Object pointing dataset rows:
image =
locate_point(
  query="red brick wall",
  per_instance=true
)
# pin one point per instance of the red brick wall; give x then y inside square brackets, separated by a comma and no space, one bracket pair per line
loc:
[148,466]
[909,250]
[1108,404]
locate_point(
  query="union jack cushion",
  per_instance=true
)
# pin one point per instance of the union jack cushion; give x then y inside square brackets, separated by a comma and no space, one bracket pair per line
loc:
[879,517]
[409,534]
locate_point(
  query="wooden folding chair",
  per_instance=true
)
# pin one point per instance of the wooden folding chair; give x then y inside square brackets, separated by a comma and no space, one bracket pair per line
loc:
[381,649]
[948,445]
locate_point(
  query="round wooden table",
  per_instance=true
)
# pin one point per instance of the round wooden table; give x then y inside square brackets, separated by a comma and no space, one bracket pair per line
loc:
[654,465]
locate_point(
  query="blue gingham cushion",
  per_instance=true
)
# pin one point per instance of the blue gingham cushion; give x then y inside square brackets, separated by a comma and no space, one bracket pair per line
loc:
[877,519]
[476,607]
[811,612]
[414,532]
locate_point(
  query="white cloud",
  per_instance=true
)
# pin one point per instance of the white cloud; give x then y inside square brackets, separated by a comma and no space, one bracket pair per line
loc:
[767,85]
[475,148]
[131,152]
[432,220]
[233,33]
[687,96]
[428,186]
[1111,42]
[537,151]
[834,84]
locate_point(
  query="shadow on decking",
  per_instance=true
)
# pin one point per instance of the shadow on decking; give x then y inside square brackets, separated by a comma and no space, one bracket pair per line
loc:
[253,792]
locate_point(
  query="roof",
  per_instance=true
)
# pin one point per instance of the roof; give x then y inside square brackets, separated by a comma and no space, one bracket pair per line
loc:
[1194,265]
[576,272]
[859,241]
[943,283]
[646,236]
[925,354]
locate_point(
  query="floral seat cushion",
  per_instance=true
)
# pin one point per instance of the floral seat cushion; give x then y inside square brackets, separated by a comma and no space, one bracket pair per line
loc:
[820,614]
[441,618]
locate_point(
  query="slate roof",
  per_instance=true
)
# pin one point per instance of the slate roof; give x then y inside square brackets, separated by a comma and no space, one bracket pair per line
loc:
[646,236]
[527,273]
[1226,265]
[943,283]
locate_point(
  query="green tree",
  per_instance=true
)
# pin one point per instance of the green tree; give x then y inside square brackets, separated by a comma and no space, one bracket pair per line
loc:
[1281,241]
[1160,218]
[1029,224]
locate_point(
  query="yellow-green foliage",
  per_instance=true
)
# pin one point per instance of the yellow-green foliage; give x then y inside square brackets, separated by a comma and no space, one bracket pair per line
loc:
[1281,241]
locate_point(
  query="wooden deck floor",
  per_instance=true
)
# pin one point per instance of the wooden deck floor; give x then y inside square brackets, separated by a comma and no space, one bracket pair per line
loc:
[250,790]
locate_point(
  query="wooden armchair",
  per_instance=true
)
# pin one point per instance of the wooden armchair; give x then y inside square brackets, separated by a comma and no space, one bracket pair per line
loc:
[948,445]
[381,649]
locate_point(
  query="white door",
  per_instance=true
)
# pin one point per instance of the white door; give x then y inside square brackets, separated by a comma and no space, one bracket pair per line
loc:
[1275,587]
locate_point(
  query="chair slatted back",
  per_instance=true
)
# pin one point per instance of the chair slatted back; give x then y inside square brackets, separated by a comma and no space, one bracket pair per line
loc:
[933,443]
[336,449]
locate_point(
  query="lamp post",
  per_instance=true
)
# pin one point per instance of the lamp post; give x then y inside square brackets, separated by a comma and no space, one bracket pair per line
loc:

▸ TASK TO CARRY OUT:
Exactly as they are written, print the entries again.

▸ RESULT OF THE TASK:
image =
locate_point(
  query="red brick wall",
  per_instance=true
)
# pin one point per instance of the red brick wall; give x then y inside square brackets, separated by a comma and no space, one bracket pair per line
loc:
[148,466]
[909,250]
[1108,404]
locate_point(
  query="union jack cushion",
  per_instance=true
)
# pin one point per instance of the union jack cushion; give x then y inside square brackets, separated by a comma and no space, one bracket pair per line
loc:
[879,517]
[409,534]
locate_point(
  query="wooden folding chair",
  per_instance=true
)
# pin one point per instance of the wooden folding chair; give x then y inside square brackets, separated by a comma and no space, one bracket pair per line
loc:
[381,649]
[948,445]
locate_point(
  query="round wooden table",
  per_instance=true
)
# pin one point per instance of the round wooden table; give x then y inside square brackets, separated by a comma and no space, one bracket pair per line
loc:
[654,465]
locate_point(
  query="blue gingham cushion",
  per_instance=true
)
# pin one point per instance of the blue gingham cushion; give x then y inside square brackets, separated by a comma and no space, one bracket pair per line
loc:
[877,519]
[476,607]
[811,612]
[414,532]
locate_point(
  query="white cloud",
  per_instance=true
)
# pin one point per instance of the white cloud; give x then y inside square brackets, separated by a comma and no space, one bracket pair per line
loc:
[767,85]
[475,148]
[131,152]
[432,220]
[233,33]
[687,96]
[428,186]
[1111,42]
[537,151]
[834,84]
locate_point(
  query="shadow on decking",
  per_instance=true
)
# pin one point per instance of the shadow on decking; give x then y inside square brackets, separated by a comma and no space, one bracket pair per line
loc:
[253,792]
locate_point(
  query="roof",
  per_instance=true
)
# pin one point per instance of the roof; give x then y inside square brackets, separated by a comma and no space, one bracket pair per line
loc:
[1194,265]
[576,272]
[859,241]
[943,283]
[646,236]
[925,354]
locate_point(
  query="floral seat cushion",
  per_instance=true
)
# pin one point per instance of the floral seat cushion; give x then y inside square brackets, separated by a comma and no space, one bracket pair per line
loc:
[820,614]
[441,618]
locate_point(
  query="slate roof",
  per_instance=true
)
# pin one point per instance of the slate roof; give x then y inside square brackets, separated by a comma and no space, one bracket pair per line
loc:
[646,236]
[527,273]
[1226,265]
[943,283]
locate_point(
  query="green tree",
  per_instance=true
)
# pin one point per instance of the green tree; give x then y inside square brackets, separated by a comma and no space, one bracket pair per line
loc:
[1281,241]
[1160,218]
[1029,224]
locate_point(
  query="yellow-green foliage",
  per_instance=true
)
# pin one point per instance of the yellow-green foliage; give x then y inside square brackets, separated by a comma and no space, one bracket pair per line
loc:
[1281,241]
locate_point(
  query="wooden deck floor",
  per_instance=true
)
# pin one point per instance of the wooden deck floor; give x then y inside square brackets, separated by a comma and no space, one bracket pair per line
loc:
[250,790]
locate_point(
  query="wooden armchair",
  per_instance=true
)
# pin one point per instance of the wooden armchair; give x then y inside square brackets, separated by a comma and no space, one bracket pair per line
loc:
[948,445]
[381,649]
locate_point(
  query="white door",
  per_instance=true
)
# pin one point per instance of the white door; give x then y inside square brackets, separated by a comma and no space, one bracket pair per line
loc:
[1275,587]
locate_point(
  query="chair slatted back",
  per_instance=true
)
# pin one point per instance of the chair slatted back; give x then y inside square brackets, separated by a comma and no space, one bracket pair per line
loc:
[933,443]
[336,449]
locate_point(
  query="lamp post",
  per_instance=true
)
# pin one point per instance of the lamp post; give x then y inside square brackets, separated by a comma and no space, one bracket pair per line
loc:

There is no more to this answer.